* REQUIREMENTS
Put each line of the items below into a numbered list, skipping any blank lines, and leave the pictures out of the answer.

--- start AVAILABLE DATA ---

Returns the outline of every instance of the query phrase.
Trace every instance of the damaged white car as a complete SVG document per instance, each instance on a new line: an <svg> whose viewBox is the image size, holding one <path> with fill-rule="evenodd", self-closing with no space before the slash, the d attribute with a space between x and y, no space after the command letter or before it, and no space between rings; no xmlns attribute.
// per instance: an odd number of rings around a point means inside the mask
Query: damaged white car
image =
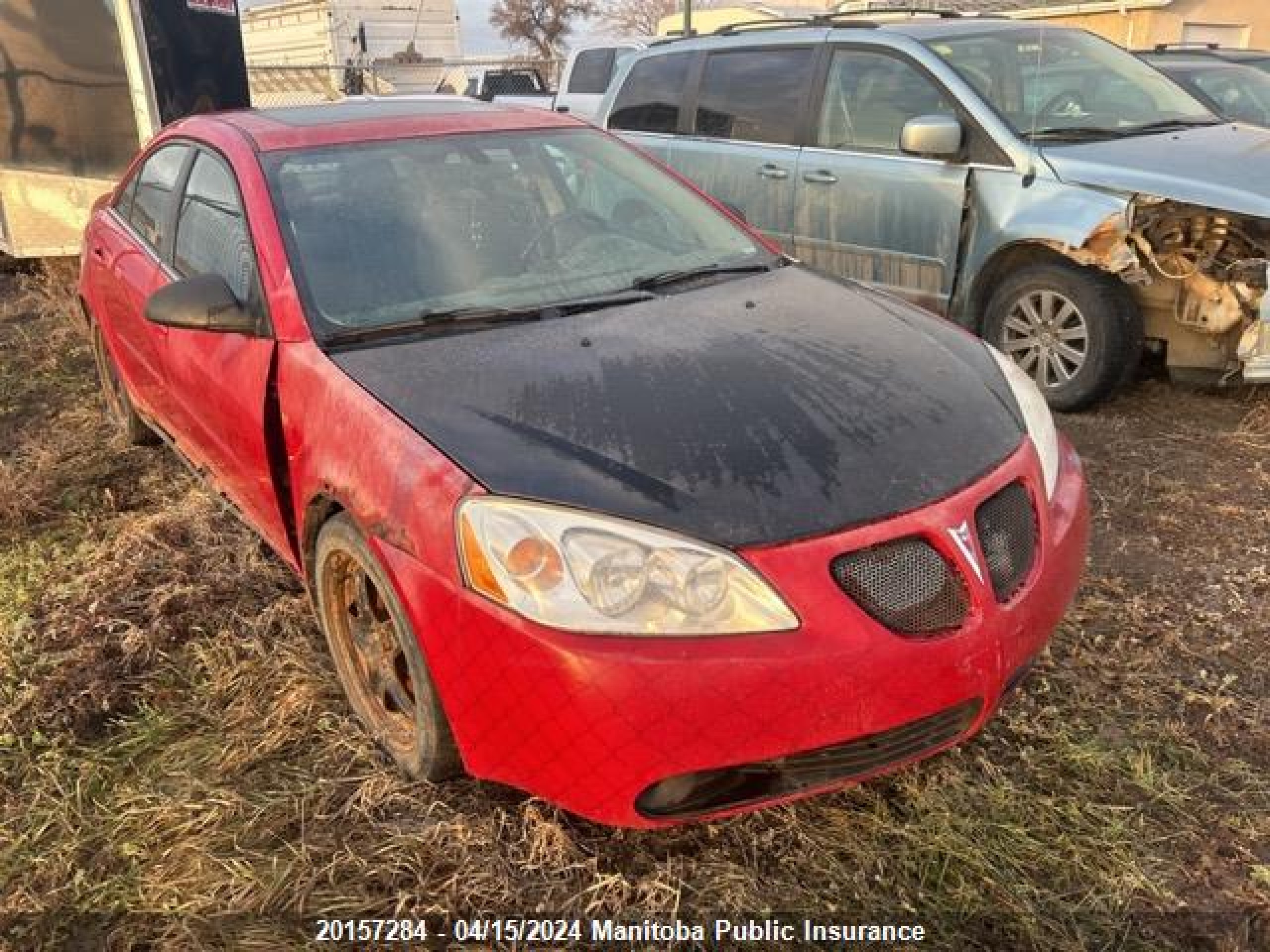
<svg viewBox="0 0 1270 952"><path fill-rule="evenodd" d="M631 57L599 119L806 264L983 335L1055 409L1146 350L1270 381L1270 131L1085 30L730 27Z"/></svg>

--- end AVAILABLE DATA ---

* COMPLETED TASK
1. Returns the outline of every instance of the query phrase.
2. Trace every instance of the damaged white car as a complete SVG document per instance, each instance on a new line: an <svg> whose viewBox is the image size, holding one <path> with fill-rule="evenodd", self-closing with no space before the slash, the d attribute with a space between x and y, no space after the command letter or before it, and no space between rings; no xmlns attribute.
3. // per instance: an odd number of rings around a point means inside the mask
4. Query: damaged white car
5. image =
6. <svg viewBox="0 0 1270 952"><path fill-rule="evenodd" d="M631 57L599 119L806 264L983 335L1055 409L1146 350L1270 381L1270 131L1085 30L730 27Z"/></svg>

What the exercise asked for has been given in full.